**Problem description**. Return every line of the data below that contains the word "black", counting only matches with the same case.
======== Material for the task
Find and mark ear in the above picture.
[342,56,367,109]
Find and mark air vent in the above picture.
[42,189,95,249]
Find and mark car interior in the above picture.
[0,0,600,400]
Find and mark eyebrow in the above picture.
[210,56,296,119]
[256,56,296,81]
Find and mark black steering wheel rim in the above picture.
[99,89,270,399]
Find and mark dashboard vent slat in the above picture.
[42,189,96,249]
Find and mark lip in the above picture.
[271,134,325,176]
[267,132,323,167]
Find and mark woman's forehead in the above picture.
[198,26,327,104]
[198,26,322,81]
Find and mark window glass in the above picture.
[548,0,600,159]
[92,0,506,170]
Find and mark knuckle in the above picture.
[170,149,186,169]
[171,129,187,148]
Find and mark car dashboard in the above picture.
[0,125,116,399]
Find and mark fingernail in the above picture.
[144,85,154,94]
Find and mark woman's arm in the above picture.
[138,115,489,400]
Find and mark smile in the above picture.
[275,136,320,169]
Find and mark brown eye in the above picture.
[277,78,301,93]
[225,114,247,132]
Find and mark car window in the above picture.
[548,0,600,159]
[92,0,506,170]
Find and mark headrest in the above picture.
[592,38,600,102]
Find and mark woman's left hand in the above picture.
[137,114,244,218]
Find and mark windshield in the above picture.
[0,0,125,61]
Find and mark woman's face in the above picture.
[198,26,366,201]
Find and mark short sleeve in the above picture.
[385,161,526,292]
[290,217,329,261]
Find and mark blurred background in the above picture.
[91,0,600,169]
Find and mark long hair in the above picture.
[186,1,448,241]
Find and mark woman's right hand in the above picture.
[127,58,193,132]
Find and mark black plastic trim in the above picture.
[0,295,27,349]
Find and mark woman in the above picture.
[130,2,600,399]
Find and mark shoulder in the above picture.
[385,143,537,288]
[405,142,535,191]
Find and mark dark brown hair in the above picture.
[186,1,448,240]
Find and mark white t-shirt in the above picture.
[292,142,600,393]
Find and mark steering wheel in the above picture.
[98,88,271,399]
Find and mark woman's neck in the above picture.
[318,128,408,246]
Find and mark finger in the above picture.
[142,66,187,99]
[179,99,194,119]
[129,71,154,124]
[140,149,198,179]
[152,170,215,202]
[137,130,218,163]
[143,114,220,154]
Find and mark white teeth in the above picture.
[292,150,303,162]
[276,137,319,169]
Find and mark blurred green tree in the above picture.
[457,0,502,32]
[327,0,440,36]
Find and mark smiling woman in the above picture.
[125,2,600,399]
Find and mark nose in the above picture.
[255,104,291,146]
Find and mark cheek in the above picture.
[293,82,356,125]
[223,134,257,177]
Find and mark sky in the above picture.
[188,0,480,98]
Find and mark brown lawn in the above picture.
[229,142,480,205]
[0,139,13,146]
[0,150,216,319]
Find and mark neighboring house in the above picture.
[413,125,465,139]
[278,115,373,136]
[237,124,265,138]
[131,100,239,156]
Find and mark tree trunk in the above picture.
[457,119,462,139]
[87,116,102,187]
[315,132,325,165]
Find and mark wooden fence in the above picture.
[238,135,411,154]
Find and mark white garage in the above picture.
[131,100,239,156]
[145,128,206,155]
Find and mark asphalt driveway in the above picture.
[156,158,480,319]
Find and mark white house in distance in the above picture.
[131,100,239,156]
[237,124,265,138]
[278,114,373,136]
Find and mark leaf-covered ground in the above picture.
================
**Response to the exercise**.
Find and mark black steering wheel rim in the above picture.
Find and mark black plastic trim in the above picture.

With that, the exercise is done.